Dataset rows
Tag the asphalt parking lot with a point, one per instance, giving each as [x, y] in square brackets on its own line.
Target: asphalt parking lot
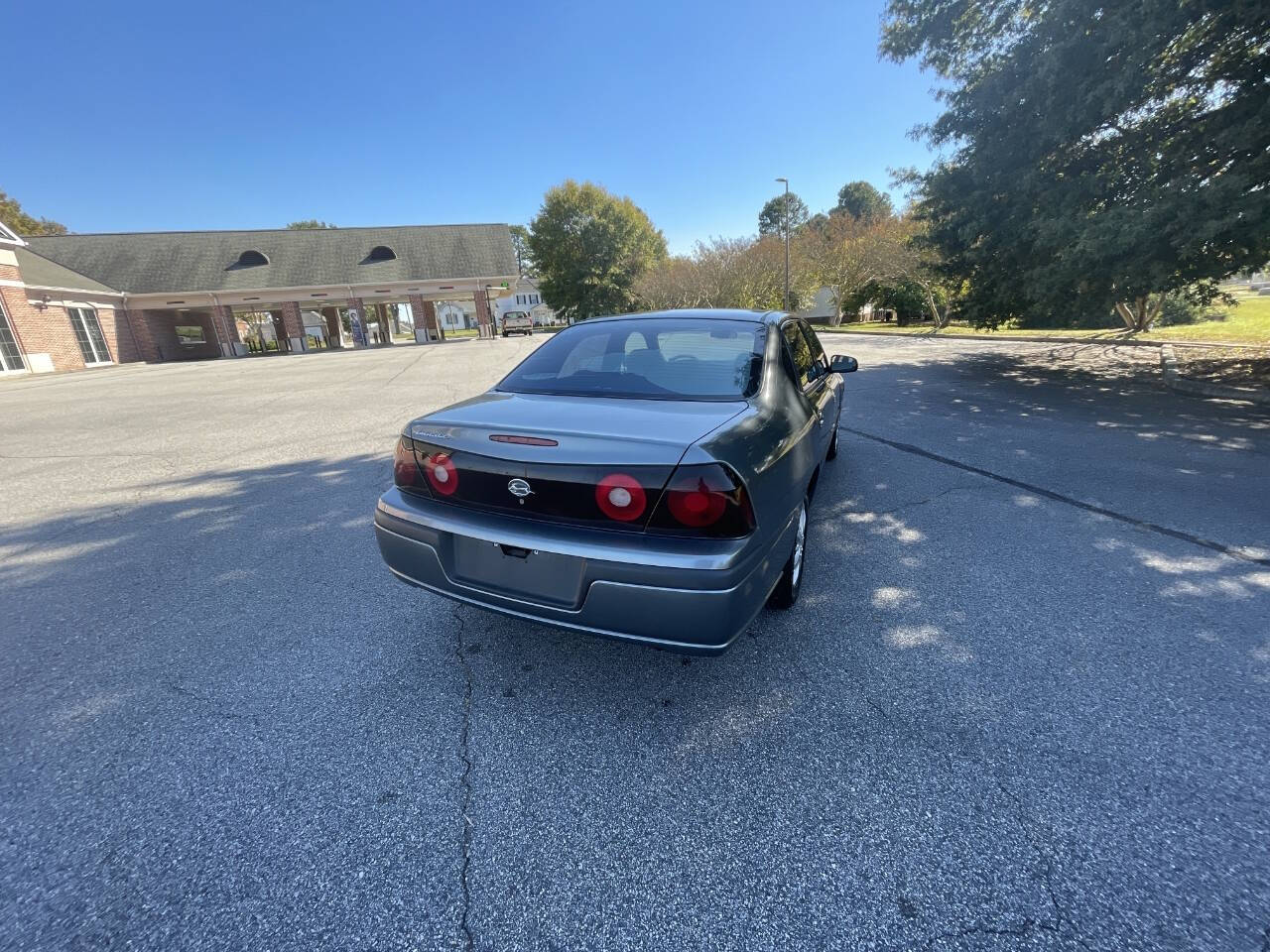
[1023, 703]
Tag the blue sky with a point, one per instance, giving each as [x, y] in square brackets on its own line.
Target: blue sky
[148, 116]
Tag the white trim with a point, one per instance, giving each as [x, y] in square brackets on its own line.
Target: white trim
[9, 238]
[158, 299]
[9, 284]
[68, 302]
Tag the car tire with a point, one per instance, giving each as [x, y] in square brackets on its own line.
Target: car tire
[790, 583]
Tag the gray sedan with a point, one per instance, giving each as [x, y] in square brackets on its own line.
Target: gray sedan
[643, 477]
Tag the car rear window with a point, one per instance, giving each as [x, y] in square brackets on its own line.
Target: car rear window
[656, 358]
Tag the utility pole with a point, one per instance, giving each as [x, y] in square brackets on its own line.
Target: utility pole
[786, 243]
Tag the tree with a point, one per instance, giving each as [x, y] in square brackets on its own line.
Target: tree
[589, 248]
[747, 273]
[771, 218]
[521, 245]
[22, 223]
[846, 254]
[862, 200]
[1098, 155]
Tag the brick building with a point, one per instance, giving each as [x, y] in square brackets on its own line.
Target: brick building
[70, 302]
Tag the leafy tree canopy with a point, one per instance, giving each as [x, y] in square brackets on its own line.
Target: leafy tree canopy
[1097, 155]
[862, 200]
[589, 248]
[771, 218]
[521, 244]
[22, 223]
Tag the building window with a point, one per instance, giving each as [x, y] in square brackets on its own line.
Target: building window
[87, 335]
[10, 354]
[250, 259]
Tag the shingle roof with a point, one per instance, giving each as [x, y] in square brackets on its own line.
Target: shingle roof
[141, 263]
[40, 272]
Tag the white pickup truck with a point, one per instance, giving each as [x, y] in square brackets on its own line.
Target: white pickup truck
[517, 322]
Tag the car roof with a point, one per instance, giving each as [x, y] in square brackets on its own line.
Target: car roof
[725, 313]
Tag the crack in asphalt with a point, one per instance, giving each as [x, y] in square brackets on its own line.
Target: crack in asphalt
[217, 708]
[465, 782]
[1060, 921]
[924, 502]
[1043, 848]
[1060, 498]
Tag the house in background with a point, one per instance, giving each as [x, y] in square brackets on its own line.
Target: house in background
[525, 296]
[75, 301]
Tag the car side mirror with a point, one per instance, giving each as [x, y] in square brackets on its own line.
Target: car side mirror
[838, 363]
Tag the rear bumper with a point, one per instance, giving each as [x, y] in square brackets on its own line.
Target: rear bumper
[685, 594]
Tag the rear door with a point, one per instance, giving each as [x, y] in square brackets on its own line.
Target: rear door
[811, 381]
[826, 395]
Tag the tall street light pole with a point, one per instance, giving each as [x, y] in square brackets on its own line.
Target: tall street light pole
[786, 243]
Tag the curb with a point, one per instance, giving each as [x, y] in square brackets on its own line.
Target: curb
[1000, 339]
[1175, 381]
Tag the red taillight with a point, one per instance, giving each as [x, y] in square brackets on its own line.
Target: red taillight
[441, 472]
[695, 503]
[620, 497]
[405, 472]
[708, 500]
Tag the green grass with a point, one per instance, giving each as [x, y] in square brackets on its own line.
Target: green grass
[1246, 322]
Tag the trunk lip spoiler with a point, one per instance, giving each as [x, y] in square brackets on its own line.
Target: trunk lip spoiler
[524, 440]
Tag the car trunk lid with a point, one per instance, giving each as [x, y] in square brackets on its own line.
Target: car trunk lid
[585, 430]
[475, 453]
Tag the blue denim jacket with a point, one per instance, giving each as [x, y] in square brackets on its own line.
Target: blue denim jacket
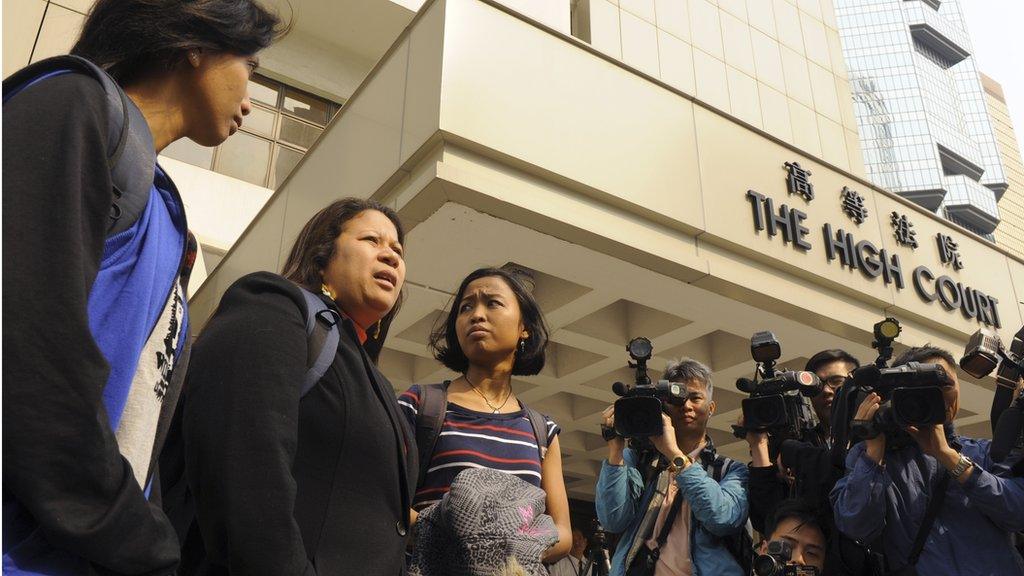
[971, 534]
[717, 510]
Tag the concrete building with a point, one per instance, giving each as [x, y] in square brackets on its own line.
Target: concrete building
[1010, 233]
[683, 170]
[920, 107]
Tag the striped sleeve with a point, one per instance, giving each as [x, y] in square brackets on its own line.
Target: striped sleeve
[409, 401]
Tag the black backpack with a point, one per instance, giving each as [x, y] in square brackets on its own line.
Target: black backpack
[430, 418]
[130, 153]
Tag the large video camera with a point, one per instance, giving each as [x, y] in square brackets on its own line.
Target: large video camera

Exercise goal
Copy every one of the records above word for word, leaving out the pictures.

Answer to this exercise
Tag the asphalt parking lot with a point, one per instance, giving each as [x, y] in square brackets on its own line.
Target: asphalt parking lot
[1023, 703]
Tag the blue sky with a point, one per instance, giving each as [x, y] in square brackets on its own line.
Target: blue sky
[148, 116]
Tag the white trim with a point, one per instance, giving each as [x, y] in square brackets on its own line.
Target: white trim
[9, 238]
[158, 299]
[9, 284]
[68, 302]
Tag the car tire with a point, one per instance, giving each as [x, y] in square brackets on its own line.
Target: car tire
[790, 583]
Tag the gray sedan with a point, one per instance, giving each as [x, y] in square brackets on its own line.
Target: gray sedan
[643, 477]
Tag the car rear window with a point, one per instance, giving each as [x, y] in square brackets on its own line.
Target: car rear window
[656, 358]
Tag the utility pole with a point, one per instance, giving each as [x, y] in square brackets on its own line.
Target: utility pole
[786, 243]
Tag the tree with a point, one per instance, giving each as [x, y] in square brackets on its own line.
Target: tree
[589, 248]
[747, 273]
[771, 218]
[521, 245]
[22, 223]
[846, 254]
[862, 200]
[1098, 155]
Tag the brick building with a point, one per instance, giving each as [x, y] in square brackets on its own line.
Target: brick building
[70, 302]
Tag the leafy tree canopy with a point, one per instance, giving each as [x, y] in square brackets on its own line.
Target: leafy tree canopy
[1097, 155]
[862, 200]
[589, 248]
[771, 218]
[521, 244]
[22, 223]
Tag the building window with a point, one per instance, giving each as [x, y] in square brackets on its own line.
Target: building window
[87, 335]
[10, 354]
[250, 259]
Tag the shingle roof with a point, one per instance, giving each as [x, y] in square brackets on its own line.
Target: shingle roof
[141, 263]
[40, 272]
Tag the white pickup truck with a point, one per instance, giving each as [x, y] in square brackets on its own line.
Target: white pickup truck
[517, 322]
Tag the car roof with a point, one per instance, giving each as [x, y] in square brackets on its own line.
Target: car roof
[725, 313]
Tag the crack in asphalt with a point, one per instance, giving each as [x, y] in square brackets on its own line.
Target: crack in asphalt
[217, 708]
[465, 782]
[1060, 921]
[924, 502]
[1043, 848]
[1060, 498]
Tag the house in background with a point, one per instance, giving each as [x, y] in square brackets on its own line.
Target: house in background
[525, 296]
[75, 301]
Tag the car side mirror with a point, one per instance, giving each as [x, y] in square brackets on its own line.
Target: car side mirror
[838, 363]
Tag the rear bumper with a point, one per instance, giving each as [x, y] in square brackets on its own line.
Target: rear bumper
[685, 594]
Tag the rear door with a point, one per instance, giving each as [x, y] in square brackets on its own line.
Target: rear door
[811, 381]
[826, 395]
Tag the tall street light pole with a point, one per instance, giving each as [x, y] in square brackets on its own line.
Target: tall street light pole
[786, 243]
Tag the curb with a point, one per instance, giving each as [x, y] in square brackets on its own line.
Target: curb
[1000, 339]
[1175, 381]
Tag the red taillight with a point, one per instance, giving each as [x, y] in square brackets on its own line.
Target: red taillight
[441, 472]
[695, 503]
[620, 497]
[405, 472]
[708, 500]
Tag the green grass with a point, one per instance, giving each as [x, y] in square brackets on its own line.
Target: green grass
[1246, 322]
Tag the trunk lip spoiler with a point, one per instance, giving each as [x, y] in square brackets on its own line.
Target: trunk lip spoiler
[524, 440]
Tag the car trunk lid with a point, one per instance, giving each as [x, y] in square brackets on its own line.
Target: car trunk lid
[585, 430]
[475, 453]
Tag the blue denim jacket with a point, one per instance, giving each as [x, y] in square brackets on its own line.
Target: blue denim jacket
[971, 534]
[717, 510]
Tag the concrete building with a point, one per instance, giving each as [x, y] in square brackets on its own line.
Target: concrete building
[1010, 233]
[683, 170]
[920, 107]
Tag the striped sleeve with a point, one per instance, giving each as [x, y] in square brackets on its own line.
Target: striped sleeve
[409, 401]
Tag the black backpack with a point, one per instance, giving each as [x, y] in square brackets on its own line.
Target: black backpack
[430, 418]
[130, 153]
Tag the large video camera with a point, one per instance, giving each as [x, y] in square brackets on its own line.
Target: large video camera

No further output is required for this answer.